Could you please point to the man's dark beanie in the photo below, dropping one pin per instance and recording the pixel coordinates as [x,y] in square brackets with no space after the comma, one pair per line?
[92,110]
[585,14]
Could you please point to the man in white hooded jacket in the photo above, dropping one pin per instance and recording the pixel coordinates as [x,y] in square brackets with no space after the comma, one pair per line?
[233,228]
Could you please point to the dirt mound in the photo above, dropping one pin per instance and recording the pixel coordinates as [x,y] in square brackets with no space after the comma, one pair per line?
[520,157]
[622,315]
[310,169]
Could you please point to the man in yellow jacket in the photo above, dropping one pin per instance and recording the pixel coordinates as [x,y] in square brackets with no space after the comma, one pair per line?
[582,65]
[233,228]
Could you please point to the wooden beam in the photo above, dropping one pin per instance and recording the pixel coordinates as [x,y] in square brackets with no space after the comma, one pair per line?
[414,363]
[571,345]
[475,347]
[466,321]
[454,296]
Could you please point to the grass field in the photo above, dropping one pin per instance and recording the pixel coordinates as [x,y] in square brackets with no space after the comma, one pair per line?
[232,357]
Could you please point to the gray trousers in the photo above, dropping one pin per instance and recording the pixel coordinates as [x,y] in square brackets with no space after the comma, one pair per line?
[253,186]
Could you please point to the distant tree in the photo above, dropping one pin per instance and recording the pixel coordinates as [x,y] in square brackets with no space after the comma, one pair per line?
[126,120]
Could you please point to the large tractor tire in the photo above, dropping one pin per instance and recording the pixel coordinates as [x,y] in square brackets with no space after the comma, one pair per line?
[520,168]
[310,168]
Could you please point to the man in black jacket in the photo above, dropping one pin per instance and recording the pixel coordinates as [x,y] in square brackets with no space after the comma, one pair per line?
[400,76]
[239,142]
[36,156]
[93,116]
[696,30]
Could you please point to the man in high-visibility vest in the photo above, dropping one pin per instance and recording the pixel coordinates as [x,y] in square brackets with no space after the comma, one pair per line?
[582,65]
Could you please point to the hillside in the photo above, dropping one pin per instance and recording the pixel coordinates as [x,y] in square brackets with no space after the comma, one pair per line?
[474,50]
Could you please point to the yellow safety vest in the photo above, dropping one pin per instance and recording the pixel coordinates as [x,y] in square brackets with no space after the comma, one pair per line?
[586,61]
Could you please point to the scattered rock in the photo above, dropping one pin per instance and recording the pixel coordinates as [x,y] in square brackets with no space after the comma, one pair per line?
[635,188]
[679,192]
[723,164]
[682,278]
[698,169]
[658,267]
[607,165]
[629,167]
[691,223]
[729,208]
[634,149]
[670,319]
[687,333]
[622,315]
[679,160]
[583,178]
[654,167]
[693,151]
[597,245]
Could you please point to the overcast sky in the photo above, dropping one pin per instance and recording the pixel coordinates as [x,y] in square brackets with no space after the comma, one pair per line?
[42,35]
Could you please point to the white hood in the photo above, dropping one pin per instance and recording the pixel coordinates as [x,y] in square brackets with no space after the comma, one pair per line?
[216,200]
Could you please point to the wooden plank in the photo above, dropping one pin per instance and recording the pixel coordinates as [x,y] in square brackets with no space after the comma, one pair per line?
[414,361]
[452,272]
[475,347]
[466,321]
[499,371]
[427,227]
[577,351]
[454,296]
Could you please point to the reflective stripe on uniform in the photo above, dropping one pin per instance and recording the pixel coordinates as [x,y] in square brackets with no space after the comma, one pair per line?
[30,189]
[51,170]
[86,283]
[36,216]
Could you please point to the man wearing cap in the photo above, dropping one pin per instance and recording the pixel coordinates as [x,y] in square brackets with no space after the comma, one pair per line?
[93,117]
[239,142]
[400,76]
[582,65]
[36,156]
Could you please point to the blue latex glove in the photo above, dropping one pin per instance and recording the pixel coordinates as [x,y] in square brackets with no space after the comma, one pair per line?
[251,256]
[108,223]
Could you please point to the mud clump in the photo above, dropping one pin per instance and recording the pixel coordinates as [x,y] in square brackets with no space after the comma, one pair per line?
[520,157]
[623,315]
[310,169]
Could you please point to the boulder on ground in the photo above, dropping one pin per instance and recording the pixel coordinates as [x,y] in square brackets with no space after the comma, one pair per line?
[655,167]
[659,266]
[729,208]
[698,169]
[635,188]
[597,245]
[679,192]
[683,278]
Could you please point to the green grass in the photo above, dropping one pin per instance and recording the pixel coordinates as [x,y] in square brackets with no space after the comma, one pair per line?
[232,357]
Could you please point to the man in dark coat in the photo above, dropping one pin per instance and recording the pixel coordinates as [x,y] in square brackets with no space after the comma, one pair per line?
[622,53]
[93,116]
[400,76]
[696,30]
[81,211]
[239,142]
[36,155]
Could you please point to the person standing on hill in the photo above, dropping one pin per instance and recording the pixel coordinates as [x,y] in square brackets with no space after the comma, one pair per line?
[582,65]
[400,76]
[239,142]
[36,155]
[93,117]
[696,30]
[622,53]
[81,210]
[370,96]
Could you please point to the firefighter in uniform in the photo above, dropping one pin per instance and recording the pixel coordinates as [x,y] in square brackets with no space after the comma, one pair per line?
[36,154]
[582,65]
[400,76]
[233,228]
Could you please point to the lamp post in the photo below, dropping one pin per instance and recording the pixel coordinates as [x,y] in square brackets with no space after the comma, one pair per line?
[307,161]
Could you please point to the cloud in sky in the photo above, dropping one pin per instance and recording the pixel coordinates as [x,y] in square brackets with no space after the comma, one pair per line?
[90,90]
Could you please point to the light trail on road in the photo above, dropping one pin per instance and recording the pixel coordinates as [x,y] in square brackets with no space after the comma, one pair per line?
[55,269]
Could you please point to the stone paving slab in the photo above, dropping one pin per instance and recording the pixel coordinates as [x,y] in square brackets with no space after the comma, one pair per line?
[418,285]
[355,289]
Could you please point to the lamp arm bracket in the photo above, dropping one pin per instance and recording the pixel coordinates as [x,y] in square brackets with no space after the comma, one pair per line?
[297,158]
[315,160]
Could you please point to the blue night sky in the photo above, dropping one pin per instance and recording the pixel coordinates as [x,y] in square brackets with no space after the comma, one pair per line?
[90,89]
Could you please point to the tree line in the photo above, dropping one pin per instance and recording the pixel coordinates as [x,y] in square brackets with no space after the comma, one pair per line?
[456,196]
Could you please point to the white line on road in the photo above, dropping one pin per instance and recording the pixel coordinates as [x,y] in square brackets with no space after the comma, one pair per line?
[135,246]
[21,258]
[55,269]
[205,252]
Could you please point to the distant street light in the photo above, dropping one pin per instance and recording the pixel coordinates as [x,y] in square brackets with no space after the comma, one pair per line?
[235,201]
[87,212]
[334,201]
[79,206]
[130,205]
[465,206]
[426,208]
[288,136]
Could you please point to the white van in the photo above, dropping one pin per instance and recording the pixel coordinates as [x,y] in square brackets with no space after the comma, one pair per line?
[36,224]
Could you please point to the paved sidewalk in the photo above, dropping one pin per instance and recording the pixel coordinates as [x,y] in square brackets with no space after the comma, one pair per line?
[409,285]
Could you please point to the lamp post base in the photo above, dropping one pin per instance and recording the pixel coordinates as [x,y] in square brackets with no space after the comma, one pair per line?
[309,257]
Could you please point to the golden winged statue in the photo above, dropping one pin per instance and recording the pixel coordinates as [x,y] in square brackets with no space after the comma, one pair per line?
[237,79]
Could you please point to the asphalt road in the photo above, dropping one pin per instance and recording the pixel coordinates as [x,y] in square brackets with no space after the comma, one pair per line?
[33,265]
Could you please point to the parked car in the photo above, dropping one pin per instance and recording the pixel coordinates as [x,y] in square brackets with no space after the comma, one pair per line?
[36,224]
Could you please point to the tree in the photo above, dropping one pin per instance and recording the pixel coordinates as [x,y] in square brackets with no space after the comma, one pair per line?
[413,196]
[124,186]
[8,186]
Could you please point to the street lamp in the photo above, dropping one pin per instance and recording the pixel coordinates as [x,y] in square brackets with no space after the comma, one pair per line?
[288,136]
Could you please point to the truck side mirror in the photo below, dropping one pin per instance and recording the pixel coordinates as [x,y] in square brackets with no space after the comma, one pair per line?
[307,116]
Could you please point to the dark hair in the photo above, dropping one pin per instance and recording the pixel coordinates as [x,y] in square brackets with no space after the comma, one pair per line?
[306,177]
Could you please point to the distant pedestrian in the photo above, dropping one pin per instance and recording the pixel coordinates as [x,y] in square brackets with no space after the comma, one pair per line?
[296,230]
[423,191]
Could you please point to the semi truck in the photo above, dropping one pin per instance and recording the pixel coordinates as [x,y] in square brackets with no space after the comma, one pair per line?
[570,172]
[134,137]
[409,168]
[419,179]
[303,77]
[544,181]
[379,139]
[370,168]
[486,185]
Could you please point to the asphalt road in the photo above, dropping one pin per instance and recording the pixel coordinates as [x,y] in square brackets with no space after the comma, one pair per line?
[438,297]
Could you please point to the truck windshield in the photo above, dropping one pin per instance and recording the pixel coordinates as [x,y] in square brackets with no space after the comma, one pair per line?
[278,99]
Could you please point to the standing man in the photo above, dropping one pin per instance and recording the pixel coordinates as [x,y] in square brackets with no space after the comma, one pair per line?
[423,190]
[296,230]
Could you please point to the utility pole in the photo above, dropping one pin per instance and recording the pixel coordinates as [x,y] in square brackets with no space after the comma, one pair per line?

______________________________

Exercise:
Your output should be an exact copy of the lines from the one containing "Could you please point to the standing" through the last line of the data above.

Output of the task:
Could you please point to the standing man in the photo above, dropping one pin per instance and recording the pixel coordinates as [x,y] in square brackets with no space after the comma, one pair per line?
[423,190]
[296,230]
Could you please point to the utility pole in the photo above, dropping one pin per instance and recording the pixel coordinates as [x,y] in square brackets with no space after the comma, one pair per line?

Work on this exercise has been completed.